__Instructions for the task__:
Verbatim output of all the material below is required.

########

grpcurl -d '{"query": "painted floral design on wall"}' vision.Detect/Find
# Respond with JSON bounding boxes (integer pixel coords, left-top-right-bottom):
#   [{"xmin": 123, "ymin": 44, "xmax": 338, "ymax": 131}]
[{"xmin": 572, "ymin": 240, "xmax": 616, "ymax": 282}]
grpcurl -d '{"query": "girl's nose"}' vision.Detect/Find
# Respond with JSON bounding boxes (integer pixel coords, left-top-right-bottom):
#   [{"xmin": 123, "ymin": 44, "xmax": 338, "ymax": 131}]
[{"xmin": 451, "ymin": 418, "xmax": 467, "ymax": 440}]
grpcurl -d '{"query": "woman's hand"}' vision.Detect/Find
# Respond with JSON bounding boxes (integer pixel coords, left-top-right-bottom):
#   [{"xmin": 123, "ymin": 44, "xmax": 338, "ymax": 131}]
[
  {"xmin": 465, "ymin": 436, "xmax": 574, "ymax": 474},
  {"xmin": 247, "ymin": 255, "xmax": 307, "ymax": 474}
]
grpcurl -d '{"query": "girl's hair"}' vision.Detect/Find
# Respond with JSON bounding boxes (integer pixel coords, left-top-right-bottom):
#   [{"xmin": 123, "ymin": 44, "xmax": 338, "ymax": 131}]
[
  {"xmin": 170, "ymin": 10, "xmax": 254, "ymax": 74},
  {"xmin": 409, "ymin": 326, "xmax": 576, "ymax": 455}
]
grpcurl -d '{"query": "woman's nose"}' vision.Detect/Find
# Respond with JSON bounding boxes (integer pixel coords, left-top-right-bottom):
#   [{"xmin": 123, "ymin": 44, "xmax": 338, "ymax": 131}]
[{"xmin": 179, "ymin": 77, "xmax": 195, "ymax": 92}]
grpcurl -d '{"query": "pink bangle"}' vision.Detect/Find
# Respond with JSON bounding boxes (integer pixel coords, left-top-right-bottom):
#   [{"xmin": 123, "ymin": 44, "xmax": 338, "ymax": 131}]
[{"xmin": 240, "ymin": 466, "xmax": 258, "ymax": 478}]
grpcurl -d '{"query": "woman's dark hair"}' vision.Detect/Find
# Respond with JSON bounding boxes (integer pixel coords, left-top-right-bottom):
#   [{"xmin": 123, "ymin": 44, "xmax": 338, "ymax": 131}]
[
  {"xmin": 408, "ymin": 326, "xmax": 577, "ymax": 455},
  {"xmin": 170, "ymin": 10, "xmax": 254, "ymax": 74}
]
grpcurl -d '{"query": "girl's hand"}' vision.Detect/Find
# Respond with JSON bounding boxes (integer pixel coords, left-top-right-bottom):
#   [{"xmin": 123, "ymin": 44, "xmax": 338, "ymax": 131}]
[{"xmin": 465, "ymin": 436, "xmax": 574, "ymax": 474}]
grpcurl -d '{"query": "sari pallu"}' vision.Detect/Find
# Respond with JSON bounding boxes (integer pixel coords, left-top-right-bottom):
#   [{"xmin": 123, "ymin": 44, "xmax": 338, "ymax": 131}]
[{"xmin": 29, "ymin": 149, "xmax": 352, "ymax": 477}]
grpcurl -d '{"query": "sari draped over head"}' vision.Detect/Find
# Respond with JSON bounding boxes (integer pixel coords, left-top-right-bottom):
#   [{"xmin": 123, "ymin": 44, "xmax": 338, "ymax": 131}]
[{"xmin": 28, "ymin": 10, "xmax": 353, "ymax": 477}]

########

__Solution below__:
grpcurl -d '{"query": "painted floral design on wall"}' vision.Detect/Find
# Respond with JSON bounding boxes (integer pixel coords, left-top-right-bottom):
#   [{"xmin": 123, "ymin": 44, "xmax": 338, "ymax": 131}]
[{"xmin": 572, "ymin": 240, "xmax": 616, "ymax": 282}]
grpcurl -d '{"query": "girl's nose"}' vision.Detect/Find
# Respond with JSON bounding boxes (integer pixel coords, left-top-right-bottom):
#   [{"xmin": 123, "ymin": 44, "xmax": 338, "ymax": 131}]
[{"xmin": 451, "ymin": 418, "xmax": 467, "ymax": 440}]
grpcurl -d '{"query": "woman's hand"}' vision.Detect/Find
# Respond with JSON bounding boxes (integer pixel coords, left-top-right-bottom):
#   [{"xmin": 123, "ymin": 44, "xmax": 338, "ymax": 131}]
[
  {"xmin": 465, "ymin": 436, "xmax": 574, "ymax": 474},
  {"xmin": 247, "ymin": 255, "xmax": 307, "ymax": 474}
]
grpcurl -d '{"query": "girl's hair"}' vision.Detect/Find
# Respond with JSON bounding boxes (integer pixel coords, left-top-right-bottom):
#   [{"xmin": 123, "ymin": 44, "xmax": 338, "ymax": 131}]
[
  {"xmin": 170, "ymin": 10, "xmax": 254, "ymax": 74},
  {"xmin": 409, "ymin": 326, "xmax": 576, "ymax": 455}
]
grpcurl -d '{"query": "woman's nose"}' vision.Detect/Find
# Respond with JSON bounding boxes (integer pixel coords, left-top-right-bottom):
#   [{"xmin": 123, "ymin": 44, "xmax": 338, "ymax": 131}]
[{"xmin": 179, "ymin": 77, "xmax": 195, "ymax": 92}]
grpcurl -d '{"query": "pink bangle"}' vision.Detect/Find
# Respond with JSON bounding boxes (integer pixel coords, left-top-right-bottom):
#   [{"xmin": 123, "ymin": 44, "xmax": 338, "ymax": 131}]
[{"xmin": 240, "ymin": 466, "xmax": 258, "ymax": 478}]
grpcurl -d '{"query": "woman's dark hair"}' vision.Detect/Find
# Respond with JSON bounding boxes (integer pixel coords, left-top-right-bottom):
#   [{"xmin": 123, "ymin": 44, "xmax": 338, "ymax": 131}]
[
  {"xmin": 408, "ymin": 326, "xmax": 577, "ymax": 455},
  {"xmin": 170, "ymin": 10, "xmax": 254, "ymax": 74}
]
grpcurl -d '{"query": "girl's hand"}' vision.Detect/Find
# Respond with JSON bounding boxes (integer pixel coords, left-top-right-bottom):
#   [{"xmin": 123, "ymin": 44, "xmax": 338, "ymax": 131}]
[{"xmin": 465, "ymin": 436, "xmax": 574, "ymax": 474}]
grpcurl -d '{"query": "sari pallu"}' vision.Detect/Find
# Respond with JSON bounding boxes (integer pixel coords, left-top-right-bottom):
#   [{"xmin": 123, "ymin": 44, "xmax": 338, "ymax": 131}]
[{"xmin": 29, "ymin": 149, "xmax": 352, "ymax": 477}]
grpcurl -d '{"query": "sari draped over head"}' vision.Detect/Find
# Respond with JSON bounding boxes (integer pixel coords, left-top-right-bottom):
#   [{"xmin": 123, "ymin": 44, "xmax": 338, "ymax": 131}]
[{"xmin": 28, "ymin": 10, "xmax": 353, "ymax": 477}]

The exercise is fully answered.